RECORDS FOR THE TASK:
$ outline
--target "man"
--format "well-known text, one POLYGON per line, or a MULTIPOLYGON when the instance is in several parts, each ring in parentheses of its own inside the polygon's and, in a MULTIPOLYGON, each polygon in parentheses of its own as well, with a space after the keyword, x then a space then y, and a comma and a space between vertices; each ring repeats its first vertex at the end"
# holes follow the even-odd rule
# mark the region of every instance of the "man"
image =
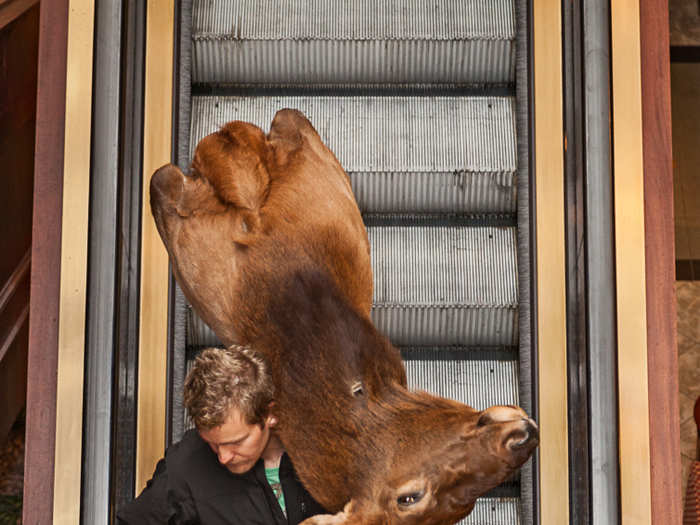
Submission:
POLYGON ((296 525, 325 513, 274 432, 267 366, 250 348, 206 349, 185 381, 195 430, 168 448, 120 524, 296 525))

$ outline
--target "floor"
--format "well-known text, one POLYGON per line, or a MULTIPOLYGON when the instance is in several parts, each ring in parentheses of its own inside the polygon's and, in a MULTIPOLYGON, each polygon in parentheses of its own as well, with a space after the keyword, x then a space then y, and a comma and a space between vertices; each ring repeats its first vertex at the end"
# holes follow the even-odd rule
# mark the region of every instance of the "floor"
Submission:
POLYGON ((700 281, 676 283, 678 304, 678 369, 681 410, 683 494, 688 469, 696 459, 698 432, 693 406, 700 396, 700 281))
POLYGON ((23 477, 24 417, 20 417, 0 446, 0 525, 22 522, 23 477))
POLYGON ((668 8, 671 45, 700 45, 700 5, 698 0, 669 0, 668 8))

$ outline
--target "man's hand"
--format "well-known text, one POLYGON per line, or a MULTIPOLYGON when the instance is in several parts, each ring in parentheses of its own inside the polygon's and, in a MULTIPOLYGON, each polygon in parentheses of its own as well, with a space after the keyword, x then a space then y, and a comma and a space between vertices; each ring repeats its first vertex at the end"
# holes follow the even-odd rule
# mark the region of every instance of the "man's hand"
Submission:
POLYGON ((360 522, 357 519, 353 519, 352 513, 350 511, 352 507, 352 500, 350 500, 342 512, 337 514, 318 514, 312 518, 302 521, 299 525, 359 525, 360 522))

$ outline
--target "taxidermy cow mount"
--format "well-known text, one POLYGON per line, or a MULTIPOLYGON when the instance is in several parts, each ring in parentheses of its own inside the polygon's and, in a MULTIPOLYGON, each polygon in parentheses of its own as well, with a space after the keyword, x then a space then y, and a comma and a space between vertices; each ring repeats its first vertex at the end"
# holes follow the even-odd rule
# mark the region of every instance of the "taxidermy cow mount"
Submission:
POLYGON ((279 111, 267 135, 235 121, 205 137, 189 174, 155 172, 151 208, 195 311, 270 365, 280 438, 336 513, 305 523, 454 523, 532 454, 538 430, 521 409, 406 388, 398 350, 370 321, 349 179, 300 112, 279 111))

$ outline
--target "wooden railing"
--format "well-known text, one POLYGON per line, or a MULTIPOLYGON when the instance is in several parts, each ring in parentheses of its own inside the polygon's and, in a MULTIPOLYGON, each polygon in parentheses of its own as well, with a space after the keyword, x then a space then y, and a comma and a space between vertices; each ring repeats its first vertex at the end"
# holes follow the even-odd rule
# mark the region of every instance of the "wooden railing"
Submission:
POLYGON ((30 255, 27 250, 0 289, 0 442, 24 407, 27 391, 30 255))

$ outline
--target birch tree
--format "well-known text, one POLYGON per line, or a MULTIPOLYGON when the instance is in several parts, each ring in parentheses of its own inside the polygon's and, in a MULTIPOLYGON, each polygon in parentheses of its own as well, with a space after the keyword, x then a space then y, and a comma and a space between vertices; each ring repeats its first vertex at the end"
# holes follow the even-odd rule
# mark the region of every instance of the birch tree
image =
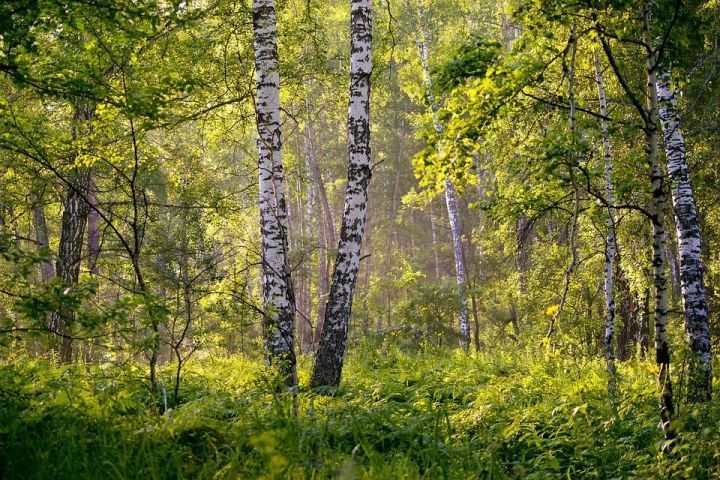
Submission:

WORK TO COMPLETE:
No images belong in the copy. Transcribe every record exactly.

WORKED SOLUTION:
$ outline
--target "man"
--format "well-known text, one POLYGON per line, or a MULTIPOLYGON when the instance is in several parts, each ring in parentheses of its own inside the polygon's and, in a MULTIPOLYGON, each polygon in parentheses of its own as well, with a space after the keyword, x then a space then y, and a comma and a space between vertices; each ring repeats its first vertex at the end"
# holes follow the even-odd rule
# mark the region of every instance of the "man"
image =
Submission:
POLYGON ((296 525, 325 513, 274 432, 267 366, 250 348, 206 349, 185 381, 195 430, 168 448, 120 524, 296 525))

$ outline
--target "floor"
--format "well-known text, one POLYGON per line, or a MULTIPOLYGON when the instance is in several parts, each ring in parentheses of its own inside the polygon's and, in a MULTIPOLYGON, each polygon in parentheses of its own as well, with a space after the keyword, x then a space then y, and a comma and a space between vertices; each ring repeats its first vertex at the end"
# holes follow the even-odd rule
# mark the region of every instance of the "floor"
Submission:
POLYGON ((700 281, 676 283, 678 304, 678 369, 681 410, 683 494, 688 469, 696 459, 698 432, 693 406, 700 396, 700 281))
POLYGON ((23 477, 24 417, 20 417, 0 446, 0 525, 22 522, 23 477))
POLYGON ((668 8, 671 45, 700 45, 700 5, 698 0, 669 0, 668 8))

$ outline
--target "man's hand"
--format "well-known text, one POLYGON per line, or a MULTIPOLYGON when the instance is in several parts, each ring in parentheses of its own inside the polygon's and, in a MULTIPOLYGON, each polygon in parentheses of its own as well, with a space after the keyword, x then a space then y, and a comma and a space between vertices; each ring repeats its first vertex at the end"
# holes follow the even-odd rule
# mark the region of every instance of the "man's hand"
Submission:
POLYGON ((360 522, 357 519, 353 519, 352 513, 350 511, 352 507, 352 500, 350 500, 342 512, 337 514, 318 514, 312 518, 302 521, 299 525, 359 525, 360 522))

$ outline
--target "taxidermy cow mount"
--format "well-known text, one POLYGON per line, or a MULTIPOLYGON when the instance is in several parts, each ring in parentheses of its own inside the polygon's and, in a MULTIPOLYGON, each polygon in parentheses of its own as well, with a space after the keyword, x then a space then y, and a comma and a space between vertices; each ring repeats its first vertex at the end"
# holes follow the even-odd rule
# mark the region of every instance of the "taxidermy cow mount"
Submission:
POLYGON ((279 111, 267 135, 235 121, 205 137, 189 174, 155 172, 151 208, 195 311, 270 365, 280 438, 336 513, 305 523, 454 523, 532 454, 538 430, 521 409, 406 388, 398 350, 370 321, 349 179, 300 112, 279 111))

$ outline
--target "wooden railing"
--format "well-known text, one POLYGON per line, or a MULTIPOLYGON when the instance is in several parts, each ring in parentheses of its own inside the polygon's and, in a MULTIPOLYGON, each polygon in parentheses of its own as well, with a space after the keyword, x then a space then y, and a comma and a space between vertices; each ring repeats its first vertex at the end"
# holes follow the even-odd rule
# mark the region of every instance of the "wooden railing"
Submission:
POLYGON ((30 255, 27 250, 0 289, 0 442, 24 407, 27 391, 30 255))

$ outline
--target birch tree
--format "well-known text, one POLYGON per line, or a MULTIPOLYGON when the instance is in several parts, each ring in parentheses of its own inside the polygon's and, in a MULTIPOLYGON, each polygon in parentheses of its own as well, with a space after the keyword, x then a space then y, and a comma and a space between vertices; each ring repeats its first vertex at the end"
# holes follow the even-odd rule
# mark the region of every instance of the birch tree
image =
Submission:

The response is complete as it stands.